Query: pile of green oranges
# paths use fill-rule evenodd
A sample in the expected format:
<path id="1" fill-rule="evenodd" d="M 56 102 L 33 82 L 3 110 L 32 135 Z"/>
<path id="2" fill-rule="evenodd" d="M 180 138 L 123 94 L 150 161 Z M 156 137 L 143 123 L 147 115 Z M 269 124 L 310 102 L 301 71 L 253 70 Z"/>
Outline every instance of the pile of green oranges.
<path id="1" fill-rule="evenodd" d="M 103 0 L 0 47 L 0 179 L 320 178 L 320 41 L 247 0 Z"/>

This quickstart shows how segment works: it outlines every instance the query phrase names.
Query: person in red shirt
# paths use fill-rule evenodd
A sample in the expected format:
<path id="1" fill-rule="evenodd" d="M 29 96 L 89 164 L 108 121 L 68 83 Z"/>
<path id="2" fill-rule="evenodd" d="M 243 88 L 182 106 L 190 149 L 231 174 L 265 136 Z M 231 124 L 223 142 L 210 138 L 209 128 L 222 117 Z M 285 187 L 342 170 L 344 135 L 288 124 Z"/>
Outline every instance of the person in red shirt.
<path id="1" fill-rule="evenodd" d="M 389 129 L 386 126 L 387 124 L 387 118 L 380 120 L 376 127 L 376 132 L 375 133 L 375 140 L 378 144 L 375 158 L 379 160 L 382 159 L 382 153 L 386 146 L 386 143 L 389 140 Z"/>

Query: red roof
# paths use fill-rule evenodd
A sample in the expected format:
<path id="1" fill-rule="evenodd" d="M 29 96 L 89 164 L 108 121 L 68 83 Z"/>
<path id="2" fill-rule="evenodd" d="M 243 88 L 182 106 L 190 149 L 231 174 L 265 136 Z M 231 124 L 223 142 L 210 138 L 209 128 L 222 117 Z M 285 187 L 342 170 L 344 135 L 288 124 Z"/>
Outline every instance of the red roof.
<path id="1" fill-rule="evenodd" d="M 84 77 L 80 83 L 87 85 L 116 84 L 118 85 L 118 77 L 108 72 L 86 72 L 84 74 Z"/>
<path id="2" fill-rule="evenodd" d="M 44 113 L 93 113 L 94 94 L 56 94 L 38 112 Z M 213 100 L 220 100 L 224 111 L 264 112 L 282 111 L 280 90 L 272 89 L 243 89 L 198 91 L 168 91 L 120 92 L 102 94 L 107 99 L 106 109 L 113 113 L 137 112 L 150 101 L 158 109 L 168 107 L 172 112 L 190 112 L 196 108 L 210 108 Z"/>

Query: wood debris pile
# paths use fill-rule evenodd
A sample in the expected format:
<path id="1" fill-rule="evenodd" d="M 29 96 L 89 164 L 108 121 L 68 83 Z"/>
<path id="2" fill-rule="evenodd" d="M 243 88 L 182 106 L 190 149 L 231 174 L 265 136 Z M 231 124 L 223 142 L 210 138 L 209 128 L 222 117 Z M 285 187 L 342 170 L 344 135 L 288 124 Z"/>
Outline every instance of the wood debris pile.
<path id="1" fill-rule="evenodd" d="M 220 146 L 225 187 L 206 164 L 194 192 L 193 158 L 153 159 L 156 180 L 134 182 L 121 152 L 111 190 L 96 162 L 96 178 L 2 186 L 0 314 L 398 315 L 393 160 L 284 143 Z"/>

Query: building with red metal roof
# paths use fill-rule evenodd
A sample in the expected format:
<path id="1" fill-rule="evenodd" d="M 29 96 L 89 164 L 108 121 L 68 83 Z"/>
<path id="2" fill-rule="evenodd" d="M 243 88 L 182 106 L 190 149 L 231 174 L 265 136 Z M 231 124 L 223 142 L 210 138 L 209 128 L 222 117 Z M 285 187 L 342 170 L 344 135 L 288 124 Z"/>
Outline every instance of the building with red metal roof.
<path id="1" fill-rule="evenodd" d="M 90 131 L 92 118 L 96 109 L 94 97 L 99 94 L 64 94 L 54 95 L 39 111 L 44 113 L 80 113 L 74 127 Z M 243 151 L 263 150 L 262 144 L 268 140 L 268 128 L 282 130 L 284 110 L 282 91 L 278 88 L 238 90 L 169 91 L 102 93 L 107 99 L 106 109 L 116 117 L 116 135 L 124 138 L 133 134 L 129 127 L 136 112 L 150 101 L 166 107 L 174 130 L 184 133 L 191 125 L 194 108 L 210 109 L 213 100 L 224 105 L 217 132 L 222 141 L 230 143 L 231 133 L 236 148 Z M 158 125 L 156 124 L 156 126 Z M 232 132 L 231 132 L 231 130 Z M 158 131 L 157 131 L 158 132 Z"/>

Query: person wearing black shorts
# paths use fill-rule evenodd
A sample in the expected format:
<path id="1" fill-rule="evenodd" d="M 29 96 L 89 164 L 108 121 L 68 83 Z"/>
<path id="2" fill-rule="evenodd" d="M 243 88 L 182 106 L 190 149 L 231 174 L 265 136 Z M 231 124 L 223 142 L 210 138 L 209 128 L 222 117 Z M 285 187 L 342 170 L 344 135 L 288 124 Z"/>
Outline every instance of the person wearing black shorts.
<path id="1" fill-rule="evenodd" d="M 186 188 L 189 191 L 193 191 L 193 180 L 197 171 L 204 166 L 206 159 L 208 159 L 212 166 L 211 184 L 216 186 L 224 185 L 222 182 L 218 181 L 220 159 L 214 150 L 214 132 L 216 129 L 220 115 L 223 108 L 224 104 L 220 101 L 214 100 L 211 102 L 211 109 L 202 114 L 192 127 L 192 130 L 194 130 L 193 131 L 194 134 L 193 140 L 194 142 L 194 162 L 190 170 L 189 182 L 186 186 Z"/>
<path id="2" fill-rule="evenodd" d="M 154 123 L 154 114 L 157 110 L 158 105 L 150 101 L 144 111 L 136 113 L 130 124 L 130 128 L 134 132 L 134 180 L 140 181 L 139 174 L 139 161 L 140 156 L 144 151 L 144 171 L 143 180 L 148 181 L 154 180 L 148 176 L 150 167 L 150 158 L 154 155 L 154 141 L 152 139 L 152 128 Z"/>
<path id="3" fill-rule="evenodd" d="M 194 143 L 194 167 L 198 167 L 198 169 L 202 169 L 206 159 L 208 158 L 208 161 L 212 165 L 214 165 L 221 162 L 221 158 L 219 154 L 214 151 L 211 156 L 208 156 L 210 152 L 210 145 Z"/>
○ ○ ○ ○
* [Goal of the exercise] Please write out all the entries again, replacing each "A sample in the expected format" with "A template in the required format" and leaving everything else unchanged.

* [Answer in full]
Query: pile of green oranges
# paths use fill-rule evenodd
A template in the required format:
<path id="1" fill-rule="evenodd" d="M 56 102 L 33 82 L 3 110 L 32 135 Z"/>
<path id="2" fill-rule="evenodd" d="M 180 138 L 123 94 L 150 161 Z M 156 137 L 143 123 L 147 115 Z M 269 124 L 310 102 L 301 71 L 253 70 Z"/>
Outline every instance of the pile of green oranges.
<path id="1" fill-rule="evenodd" d="M 103 0 L 0 47 L 0 179 L 320 178 L 320 41 L 247 0 Z"/>

This quickstart shows how segment works: it outlines every instance the query phrase names.
Query: person in red shirt
# paths use fill-rule evenodd
A template in the required format:
<path id="1" fill-rule="evenodd" d="M 29 96 L 89 164 L 108 121 L 68 83 Z"/>
<path id="2" fill-rule="evenodd" d="M 243 88 L 182 106 L 190 149 L 231 174 L 265 136 Z M 231 124 L 223 142 L 210 138 L 209 128 L 222 117 Z M 285 187 L 342 170 L 344 135 L 288 124 Z"/>
Outline every instance of the person in red shirt.
<path id="1" fill-rule="evenodd" d="M 389 129 L 386 126 L 387 124 L 387 118 L 380 120 L 376 127 L 376 132 L 375 133 L 375 140 L 378 144 L 375 158 L 379 160 L 382 159 L 382 153 L 386 146 L 386 143 L 389 140 Z"/>

Query: red roof
# paths use fill-rule evenodd
A template in the required format:
<path id="1" fill-rule="evenodd" d="M 29 96 L 89 164 L 108 121 L 68 83 Z"/>
<path id="2" fill-rule="evenodd" d="M 243 88 L 182 106 L 190 149 L 231 174 L 265 136 Z M 231 124 L 223 142 L 210 138 L 209 128 L 222 117 Z M 285 187 L 342 170 L 344 135 L 288 124 Z"/>
Outline every instance of the red roof.
<path id="1" fill-rule="evenodd" d="M 84 77 L 80 83 L 87 85 L 116 84 L 118 85 L 118 77 L 108 72 L 86 72 L 84 74 Z"/>
<path id="2" fill-rule="evenodd" d="M 44 113 L 93 113 L 94 94 L 56 94 L 38 112 Z M 213 100 L 220 100 L 224 111 L 264 112 L 282 111 L 280 90 L 272 89 L 243 89 L 198 91 L 168 91 L 120 92 L 102 94 L 107 99 L 106 109 L 113 113 L 137 112 L 150 101 L 158 109 L 168 107 L 172 112 L 190 112 L 196 108 L 210 108 Z"/>

Query: wood debris pile
# paths use fill-rule evenodd
A template in the required format:
<path id="1" fill-rule="evenodd" d="M 29 96 L 89 164 L 108 121 L 68 83 Z"/>
<path id="2" fill-rule="evenodd" d="M 243 88 L 182 106 L 190 149 L 231 174 L 265 136 Z M 231 124 L 223 142 L 210 138 L 209 128 L 222 117 Z M 285 187 L 342 170 L 344 135 L 288 124 Z"/>
Outline every instance of the wood debris pile.
<path id="1" fill-rule="evenodd" d="M 220 146 L 225 187 L 206 164 L 194 192 L 193 158 L 153 159 L 156 180 L 134 182 L 121 152 L 111 190 L 96 162 L 96 178 L 2 186 L 0 314 L 398 315 L 393 160 L 284 143 Z"/>

Query: building with red metal roof
# paths use fill-rule evenodd
A template in the required format:
<path id="1" fill-rule="evenodd" d="M 29 96 L 89 164 L 108 121 L 68 83 Z"/>
<path id="2" fill-rule="evenodd" d="M 243 88 L 182 106 L 190 149 L 231 174 L 265 136 Z M 231 124 L 223 142 L 210 138 L 209 128 L 222 117 Z M 285 187 L 342 170 L 344 135 L 288 124 Z"/>
Outline every instance of the building with red metal roof.
<path id="1" fill-rule="evenodd" d="M 90 131 L 92 118 L 96 109 L 94 97 L 99 94 L 64 94 L 54 95 L 39 111 L 44 113 L 80 113 L 74 127 Z M 243 151 L 263 150 L 262 144 L 268 140 L 268 128 L 282 130 L 284 110 L 282 91 L 278 88 L 238 90 L 169 91 L 102 93 L 107 99 L 106 109 L 116 117 L 116 135 L 124 138 L 133 134 L 129 127 L 136 112 L 150 101 L 166 107 L 174 130 L 184 133 L 191 125 L 194 108 L 210 109 L 213 100 L 224 105 L 217 132 L 222 141 L 230 143 L 231 133 L 236 148 Z M 158 125 L 156 124 L 156 126 Z M 232 132 L 231 132 L 231 130 Z M 158 131 L 157 131 L 158 132 Z"/>

Query: person wearing black shorts
# paths use fill-rule evenodd
A template in the required format:
<path id="1" fill-rule="evenodd" d="M 29 96 L 89 164 L 108 121 L 68 83 Z"/>
<path id="2" fill-rule="evenodd" d="M 243 88 L 182 106 L 190 149 L 231 174 L 265 136 Z M 231 124 L 223 142 L 210 138 L 209 128 L 222 117 Z M 285 187 L 342 170 L 344 135 L 288 124 Z"/>
Outline every instance of the person wearing black shorts.
<path id="1" fill-rule="evenodd" d="M 186 188 L 189 191 L 193 191 L 193 180 L 197 171 L 204 166 L 206 159 L 208 159 L 212 166 L 211 184 L 216 186 L 224 185 L 222 182 L 218 181 L 220 159 L 214 150 L 214 132 L 216 129 L 220 115 L 223 108 L 224 104 L 220 101 L 214 100 L 211 102 L 211 109 L 202 114 L 192 127 L 192 130 L 194 130 L 193 131 L 194 134 L 193 140 L 194 142 L 194 162 L 190 170 L 189 182 L 186 186 Z"/>
<path id="2" fill-rule="evenodd" d="M 154 123 L 154 114 L 157 110 L 158 105 L 150 101 L 144 111 L 136 113 L 130 124 L 130 128 L 134 132 L 134 180 L 140 181 L 139 174 L 139 161 L 140 156 L 144 151 L 144 171 L 143 180 L 148 181 L 154 180 L 148 176 L 150 167 L 150 158 L 154 155 L 154 141 L 152 139 L 152 128 Z"/>
<path id="3" fill-rule="evenodd" d="M 194 143 L 194 167 L 198 167 L 198 169 L 202 169 L 206 159 L 208 158 L 208 161 L 212 165 L 214 165 L 221 162 L 221 158 L 219 154 L 214 151 L 211 156 L 208 156 L 210 152 L 210 145 Z"/>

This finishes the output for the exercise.